> Working data
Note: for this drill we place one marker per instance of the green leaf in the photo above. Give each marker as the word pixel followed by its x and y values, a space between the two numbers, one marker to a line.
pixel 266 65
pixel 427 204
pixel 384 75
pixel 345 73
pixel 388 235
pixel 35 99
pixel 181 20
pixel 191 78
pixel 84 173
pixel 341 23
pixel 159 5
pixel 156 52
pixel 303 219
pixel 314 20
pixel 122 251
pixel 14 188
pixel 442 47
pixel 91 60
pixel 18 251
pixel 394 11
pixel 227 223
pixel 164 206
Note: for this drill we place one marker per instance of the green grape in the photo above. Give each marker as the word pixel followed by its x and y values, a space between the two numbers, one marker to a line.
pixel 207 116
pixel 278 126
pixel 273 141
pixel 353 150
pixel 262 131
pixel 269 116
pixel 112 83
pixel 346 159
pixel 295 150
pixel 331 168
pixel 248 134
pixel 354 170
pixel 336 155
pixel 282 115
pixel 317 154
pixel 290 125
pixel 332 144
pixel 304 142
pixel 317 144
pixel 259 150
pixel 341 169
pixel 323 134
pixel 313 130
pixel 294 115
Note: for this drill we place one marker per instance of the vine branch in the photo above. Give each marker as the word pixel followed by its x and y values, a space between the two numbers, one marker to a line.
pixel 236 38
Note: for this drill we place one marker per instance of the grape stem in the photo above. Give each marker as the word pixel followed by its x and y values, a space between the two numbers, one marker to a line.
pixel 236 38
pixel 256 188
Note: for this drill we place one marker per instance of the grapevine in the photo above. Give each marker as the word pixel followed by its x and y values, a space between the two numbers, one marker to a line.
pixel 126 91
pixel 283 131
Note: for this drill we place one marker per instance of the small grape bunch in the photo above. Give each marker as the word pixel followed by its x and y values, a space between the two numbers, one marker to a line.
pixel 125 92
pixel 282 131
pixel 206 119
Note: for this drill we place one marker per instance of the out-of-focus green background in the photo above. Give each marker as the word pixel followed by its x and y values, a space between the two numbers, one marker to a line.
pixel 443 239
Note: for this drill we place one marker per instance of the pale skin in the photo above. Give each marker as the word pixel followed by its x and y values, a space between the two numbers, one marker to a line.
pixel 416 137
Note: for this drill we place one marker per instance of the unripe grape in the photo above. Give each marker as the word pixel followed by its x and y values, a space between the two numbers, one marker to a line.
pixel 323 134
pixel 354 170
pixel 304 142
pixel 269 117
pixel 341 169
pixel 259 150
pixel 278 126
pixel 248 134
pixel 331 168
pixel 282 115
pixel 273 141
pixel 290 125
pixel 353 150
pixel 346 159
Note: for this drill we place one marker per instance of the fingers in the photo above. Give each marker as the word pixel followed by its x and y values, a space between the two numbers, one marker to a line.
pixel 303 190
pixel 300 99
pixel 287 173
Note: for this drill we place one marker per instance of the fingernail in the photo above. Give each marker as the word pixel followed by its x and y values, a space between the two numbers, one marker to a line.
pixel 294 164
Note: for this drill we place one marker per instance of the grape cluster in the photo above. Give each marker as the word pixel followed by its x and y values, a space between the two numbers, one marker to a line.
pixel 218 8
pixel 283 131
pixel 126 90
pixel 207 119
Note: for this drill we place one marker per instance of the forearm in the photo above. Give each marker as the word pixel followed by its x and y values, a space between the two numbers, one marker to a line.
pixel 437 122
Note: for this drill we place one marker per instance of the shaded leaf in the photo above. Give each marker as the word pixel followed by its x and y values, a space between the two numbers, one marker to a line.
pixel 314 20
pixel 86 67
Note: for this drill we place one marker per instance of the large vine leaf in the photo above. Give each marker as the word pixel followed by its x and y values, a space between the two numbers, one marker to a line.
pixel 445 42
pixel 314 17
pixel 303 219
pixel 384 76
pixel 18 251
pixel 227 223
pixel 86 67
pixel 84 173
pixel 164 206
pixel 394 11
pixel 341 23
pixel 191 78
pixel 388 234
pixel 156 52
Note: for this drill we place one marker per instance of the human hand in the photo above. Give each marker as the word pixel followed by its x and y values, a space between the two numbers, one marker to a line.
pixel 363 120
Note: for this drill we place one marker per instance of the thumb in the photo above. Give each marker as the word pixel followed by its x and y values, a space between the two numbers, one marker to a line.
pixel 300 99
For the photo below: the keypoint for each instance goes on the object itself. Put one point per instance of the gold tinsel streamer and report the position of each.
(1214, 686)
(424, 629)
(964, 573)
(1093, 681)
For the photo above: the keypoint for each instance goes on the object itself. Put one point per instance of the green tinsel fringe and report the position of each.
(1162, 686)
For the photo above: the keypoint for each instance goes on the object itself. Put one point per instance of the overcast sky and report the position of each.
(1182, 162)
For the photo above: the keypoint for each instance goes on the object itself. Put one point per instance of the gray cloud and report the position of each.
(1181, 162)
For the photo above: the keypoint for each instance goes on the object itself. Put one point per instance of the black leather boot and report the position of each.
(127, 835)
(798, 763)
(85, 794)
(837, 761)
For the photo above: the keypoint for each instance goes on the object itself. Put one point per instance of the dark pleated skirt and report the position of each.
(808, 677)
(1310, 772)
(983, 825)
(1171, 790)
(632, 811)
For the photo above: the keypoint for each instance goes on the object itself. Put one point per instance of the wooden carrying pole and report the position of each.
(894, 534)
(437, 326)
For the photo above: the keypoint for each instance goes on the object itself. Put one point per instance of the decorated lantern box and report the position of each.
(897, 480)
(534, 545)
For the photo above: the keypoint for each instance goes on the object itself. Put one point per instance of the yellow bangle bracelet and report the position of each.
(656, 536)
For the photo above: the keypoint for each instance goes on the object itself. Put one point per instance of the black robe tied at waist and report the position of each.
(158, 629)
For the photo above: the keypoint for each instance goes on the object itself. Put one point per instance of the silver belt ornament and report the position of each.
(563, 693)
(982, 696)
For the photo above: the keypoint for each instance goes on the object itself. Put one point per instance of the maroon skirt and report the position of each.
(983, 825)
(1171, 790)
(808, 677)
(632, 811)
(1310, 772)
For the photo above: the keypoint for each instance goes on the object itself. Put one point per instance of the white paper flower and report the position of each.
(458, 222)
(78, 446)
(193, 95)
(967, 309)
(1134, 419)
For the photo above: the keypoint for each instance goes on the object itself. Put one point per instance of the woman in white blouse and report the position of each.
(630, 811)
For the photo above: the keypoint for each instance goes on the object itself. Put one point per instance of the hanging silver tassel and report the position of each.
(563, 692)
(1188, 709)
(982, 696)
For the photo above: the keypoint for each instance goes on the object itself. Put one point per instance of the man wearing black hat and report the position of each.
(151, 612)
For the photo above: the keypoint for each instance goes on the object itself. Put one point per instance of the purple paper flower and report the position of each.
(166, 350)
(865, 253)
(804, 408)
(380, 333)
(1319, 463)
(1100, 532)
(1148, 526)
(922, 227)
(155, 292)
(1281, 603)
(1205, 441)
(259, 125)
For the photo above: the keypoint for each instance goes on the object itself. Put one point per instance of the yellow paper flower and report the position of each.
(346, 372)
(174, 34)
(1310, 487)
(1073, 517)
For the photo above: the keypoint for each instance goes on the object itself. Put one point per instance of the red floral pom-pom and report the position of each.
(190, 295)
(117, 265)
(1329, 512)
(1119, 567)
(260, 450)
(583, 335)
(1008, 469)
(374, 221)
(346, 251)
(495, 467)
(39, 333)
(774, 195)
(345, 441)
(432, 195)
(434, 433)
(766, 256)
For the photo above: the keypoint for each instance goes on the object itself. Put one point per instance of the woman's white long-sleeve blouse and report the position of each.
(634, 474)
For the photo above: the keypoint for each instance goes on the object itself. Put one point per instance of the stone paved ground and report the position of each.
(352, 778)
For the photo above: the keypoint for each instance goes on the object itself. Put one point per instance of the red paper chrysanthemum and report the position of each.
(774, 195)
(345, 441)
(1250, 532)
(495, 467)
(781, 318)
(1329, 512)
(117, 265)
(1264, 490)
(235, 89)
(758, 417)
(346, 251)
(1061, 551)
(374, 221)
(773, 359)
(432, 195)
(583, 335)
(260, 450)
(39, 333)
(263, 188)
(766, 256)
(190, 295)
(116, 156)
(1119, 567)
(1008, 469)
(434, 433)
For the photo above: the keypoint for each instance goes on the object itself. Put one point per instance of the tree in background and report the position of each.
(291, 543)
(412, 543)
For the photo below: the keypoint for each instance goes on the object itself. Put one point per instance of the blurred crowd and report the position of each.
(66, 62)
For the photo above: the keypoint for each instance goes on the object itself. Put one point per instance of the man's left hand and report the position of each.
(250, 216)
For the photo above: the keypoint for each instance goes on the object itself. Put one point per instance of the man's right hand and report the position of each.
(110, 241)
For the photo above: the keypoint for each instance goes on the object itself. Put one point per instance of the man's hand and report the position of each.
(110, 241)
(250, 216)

> The task
Take the line that contains "left hand and report the position of each." and every line after it through the end of the listing above, and repeat them exactly.

> Exercise solution
For the photo above: the keypoint for each instance goes on the object itself. Put one point per instance of the man's left hand and report the position of each.
(250, 216)
For the photo above: the keypoint for each instance goes on the object itself. Put one point per instance of the man's right hand and report the position of each.
(110, 241)
For the photo above: the keypoint for each instance goes on the object itself. Put one point per instance of the man's hand and report the position of each.
(110, 241)
(250, 216)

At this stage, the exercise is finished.